> _PROBLEM STATEMENT_:
Find "of the brown" in the data, then restate the line it sits in and every later line word for word, ending with the last line.

> _RECORDS FOR PROCESSING_:

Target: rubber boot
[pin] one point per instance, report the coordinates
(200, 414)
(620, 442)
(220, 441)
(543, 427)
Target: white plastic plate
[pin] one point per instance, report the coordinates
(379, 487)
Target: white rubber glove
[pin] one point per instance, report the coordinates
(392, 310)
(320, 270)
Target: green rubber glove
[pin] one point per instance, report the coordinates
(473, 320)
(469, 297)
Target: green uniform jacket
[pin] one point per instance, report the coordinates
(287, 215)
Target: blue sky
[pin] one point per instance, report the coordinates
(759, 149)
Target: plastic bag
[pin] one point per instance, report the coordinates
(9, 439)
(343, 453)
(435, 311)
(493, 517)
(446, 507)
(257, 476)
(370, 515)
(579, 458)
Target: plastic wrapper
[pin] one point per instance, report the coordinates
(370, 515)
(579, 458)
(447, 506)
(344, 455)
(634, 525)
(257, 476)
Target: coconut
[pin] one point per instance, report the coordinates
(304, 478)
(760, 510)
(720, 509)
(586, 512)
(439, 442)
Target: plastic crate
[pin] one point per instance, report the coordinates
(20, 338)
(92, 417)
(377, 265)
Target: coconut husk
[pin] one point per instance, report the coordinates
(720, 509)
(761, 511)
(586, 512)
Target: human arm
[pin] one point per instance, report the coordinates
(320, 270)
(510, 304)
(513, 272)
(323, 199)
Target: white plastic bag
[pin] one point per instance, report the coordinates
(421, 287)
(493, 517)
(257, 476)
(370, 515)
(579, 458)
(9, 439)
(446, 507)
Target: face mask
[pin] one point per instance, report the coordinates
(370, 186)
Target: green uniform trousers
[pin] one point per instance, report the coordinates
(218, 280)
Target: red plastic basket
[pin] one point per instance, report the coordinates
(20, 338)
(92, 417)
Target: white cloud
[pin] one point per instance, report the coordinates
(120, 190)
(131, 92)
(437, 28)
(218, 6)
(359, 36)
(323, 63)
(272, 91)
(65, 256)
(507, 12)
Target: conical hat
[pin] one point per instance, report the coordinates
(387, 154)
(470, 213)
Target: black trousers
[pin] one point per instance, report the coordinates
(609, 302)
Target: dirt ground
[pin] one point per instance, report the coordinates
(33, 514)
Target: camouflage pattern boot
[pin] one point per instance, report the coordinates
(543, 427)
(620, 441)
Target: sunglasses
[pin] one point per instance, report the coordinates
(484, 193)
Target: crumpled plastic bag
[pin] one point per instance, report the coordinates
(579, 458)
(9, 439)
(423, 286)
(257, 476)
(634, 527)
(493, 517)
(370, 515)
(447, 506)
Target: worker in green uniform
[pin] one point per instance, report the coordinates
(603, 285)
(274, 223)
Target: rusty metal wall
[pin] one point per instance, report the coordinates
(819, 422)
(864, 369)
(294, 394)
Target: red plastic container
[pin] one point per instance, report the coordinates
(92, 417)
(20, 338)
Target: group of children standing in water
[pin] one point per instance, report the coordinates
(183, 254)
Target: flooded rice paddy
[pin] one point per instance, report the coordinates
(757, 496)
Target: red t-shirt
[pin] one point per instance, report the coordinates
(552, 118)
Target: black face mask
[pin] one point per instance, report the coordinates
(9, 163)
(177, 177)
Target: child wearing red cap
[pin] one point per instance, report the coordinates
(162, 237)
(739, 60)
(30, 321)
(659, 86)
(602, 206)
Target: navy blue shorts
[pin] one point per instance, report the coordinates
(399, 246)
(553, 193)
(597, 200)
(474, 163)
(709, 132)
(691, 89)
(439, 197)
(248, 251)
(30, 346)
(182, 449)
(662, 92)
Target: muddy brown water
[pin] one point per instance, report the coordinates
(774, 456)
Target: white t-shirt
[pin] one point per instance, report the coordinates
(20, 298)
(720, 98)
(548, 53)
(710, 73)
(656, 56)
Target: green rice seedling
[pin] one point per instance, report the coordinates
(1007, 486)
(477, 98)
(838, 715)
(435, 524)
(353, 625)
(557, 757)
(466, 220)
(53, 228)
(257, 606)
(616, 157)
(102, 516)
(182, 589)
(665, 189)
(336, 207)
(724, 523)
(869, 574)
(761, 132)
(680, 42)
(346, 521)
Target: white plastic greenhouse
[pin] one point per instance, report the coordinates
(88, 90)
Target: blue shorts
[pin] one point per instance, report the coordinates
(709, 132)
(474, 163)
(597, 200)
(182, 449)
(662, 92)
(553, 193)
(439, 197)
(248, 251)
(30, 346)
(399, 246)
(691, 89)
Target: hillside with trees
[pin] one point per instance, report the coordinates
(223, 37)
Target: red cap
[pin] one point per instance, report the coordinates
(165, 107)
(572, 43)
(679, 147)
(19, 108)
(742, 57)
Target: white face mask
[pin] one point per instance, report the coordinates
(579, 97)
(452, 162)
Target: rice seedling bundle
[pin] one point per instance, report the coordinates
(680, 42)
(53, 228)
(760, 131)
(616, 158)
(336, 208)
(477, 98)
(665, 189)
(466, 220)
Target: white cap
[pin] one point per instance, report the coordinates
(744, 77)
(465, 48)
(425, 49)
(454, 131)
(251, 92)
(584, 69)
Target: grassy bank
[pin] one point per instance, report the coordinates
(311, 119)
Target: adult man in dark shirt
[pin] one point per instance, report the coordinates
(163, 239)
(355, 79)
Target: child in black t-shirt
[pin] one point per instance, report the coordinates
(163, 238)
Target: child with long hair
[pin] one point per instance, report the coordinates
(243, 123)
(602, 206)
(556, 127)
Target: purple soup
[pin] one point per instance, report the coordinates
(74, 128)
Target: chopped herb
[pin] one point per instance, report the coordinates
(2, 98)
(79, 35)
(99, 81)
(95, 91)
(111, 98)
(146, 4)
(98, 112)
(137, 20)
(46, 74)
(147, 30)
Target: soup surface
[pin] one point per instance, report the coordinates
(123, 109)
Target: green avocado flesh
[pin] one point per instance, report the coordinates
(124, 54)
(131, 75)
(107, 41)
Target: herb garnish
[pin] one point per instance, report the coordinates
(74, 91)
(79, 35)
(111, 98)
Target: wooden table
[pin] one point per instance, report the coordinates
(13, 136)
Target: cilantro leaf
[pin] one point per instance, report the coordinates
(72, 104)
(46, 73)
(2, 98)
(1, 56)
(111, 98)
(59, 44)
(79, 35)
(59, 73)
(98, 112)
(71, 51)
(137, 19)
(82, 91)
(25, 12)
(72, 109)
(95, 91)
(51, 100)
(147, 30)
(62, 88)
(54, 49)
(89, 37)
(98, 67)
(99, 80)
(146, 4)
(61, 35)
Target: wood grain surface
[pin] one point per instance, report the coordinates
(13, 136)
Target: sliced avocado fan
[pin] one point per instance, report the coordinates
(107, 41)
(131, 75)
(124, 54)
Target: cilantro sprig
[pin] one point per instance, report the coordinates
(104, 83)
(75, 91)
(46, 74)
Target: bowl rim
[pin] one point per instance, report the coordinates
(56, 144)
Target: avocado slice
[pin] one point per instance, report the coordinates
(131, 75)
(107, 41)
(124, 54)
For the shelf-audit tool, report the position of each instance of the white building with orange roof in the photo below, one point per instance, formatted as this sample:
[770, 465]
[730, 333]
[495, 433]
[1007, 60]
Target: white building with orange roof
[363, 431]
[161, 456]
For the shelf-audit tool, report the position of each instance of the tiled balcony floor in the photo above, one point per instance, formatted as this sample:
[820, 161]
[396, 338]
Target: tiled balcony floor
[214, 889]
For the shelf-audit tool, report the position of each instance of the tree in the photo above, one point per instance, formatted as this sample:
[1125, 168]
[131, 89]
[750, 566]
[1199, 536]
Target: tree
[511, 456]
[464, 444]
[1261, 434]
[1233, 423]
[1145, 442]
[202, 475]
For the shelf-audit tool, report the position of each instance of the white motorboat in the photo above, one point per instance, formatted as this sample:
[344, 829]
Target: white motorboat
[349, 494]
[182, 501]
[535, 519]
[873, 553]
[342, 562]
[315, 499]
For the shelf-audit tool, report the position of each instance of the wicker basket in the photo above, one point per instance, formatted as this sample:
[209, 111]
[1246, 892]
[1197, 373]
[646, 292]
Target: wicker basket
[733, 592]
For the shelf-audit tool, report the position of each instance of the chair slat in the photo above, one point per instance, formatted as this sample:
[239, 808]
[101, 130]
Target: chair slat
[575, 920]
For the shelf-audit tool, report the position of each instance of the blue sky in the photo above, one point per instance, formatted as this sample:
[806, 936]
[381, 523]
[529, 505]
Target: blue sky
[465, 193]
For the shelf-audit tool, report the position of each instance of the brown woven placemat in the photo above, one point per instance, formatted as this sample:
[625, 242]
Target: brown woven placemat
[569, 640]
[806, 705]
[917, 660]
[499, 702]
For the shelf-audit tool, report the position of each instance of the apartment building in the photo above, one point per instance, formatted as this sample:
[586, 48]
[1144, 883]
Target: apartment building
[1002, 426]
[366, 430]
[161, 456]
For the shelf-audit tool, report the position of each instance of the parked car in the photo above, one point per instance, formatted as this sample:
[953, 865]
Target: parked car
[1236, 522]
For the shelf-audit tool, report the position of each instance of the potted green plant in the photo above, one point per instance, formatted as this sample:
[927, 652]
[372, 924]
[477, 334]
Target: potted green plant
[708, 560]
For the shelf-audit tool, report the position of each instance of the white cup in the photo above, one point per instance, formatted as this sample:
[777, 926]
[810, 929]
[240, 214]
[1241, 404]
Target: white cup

> _THE RESPONSE_:
For the shelf-audit tool, report the position of each instance of the brown woven placemat in the photo above, one point per instance, formatted as this sample:
[625, 242]
Target: brown woven placemat
[569, 640]
[806, 705]
[917, 660]
[499, 702]
For the shelf-audit tool, report the position of each instance of the apartment building in the photo above, one point per instance, formatted as this sample:
[586, 48]
[1144, 883]
Target: apartment building
[1002, 426]
[366, 430]
[161, 456]
For the shelf-audit tool, report the position of each instance of the parked car in the photo above, one point per instance, formatted as this sample:
[953, 865]
Target: parked car
[1236, 522]
For the shelf-audit tool, report the position of each instance of the potted green plant in the photo above, one point per instance, formatted as this sample:
[927, 652]
[372, 924]
[477, 334]
Target: potted green plant
[708, 560]
For the shelf-audit tool, report the position of each instance of the white cup in the photo above, one point per instance, formatted as this sample:
[777, 926]
[810, 929]
[240, 214]
[1241, 404]
Target: white cup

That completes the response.